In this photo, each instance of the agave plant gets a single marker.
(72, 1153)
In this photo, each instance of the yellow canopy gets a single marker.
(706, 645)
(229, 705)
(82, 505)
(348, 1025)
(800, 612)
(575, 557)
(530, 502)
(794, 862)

# WHAT IS REQUIRED
Present every line of the entries above as a JSON array of strings, with one string per line and blank lines omitted.

# SOLUTION
[
  "In this photo, each instance of the agave plant gets a single marker.",
  "(72, 1153)",
  "In this photo, each instance of the yellow canopy gets a single marker.",
  "(706, 645)",
  "(229, 705)",
  "(82, 505)",
  "(348, 1025)",
  "(800, 612)",
  "(575, 557)",
  "(530, 502)",
  "(794, 862)"
]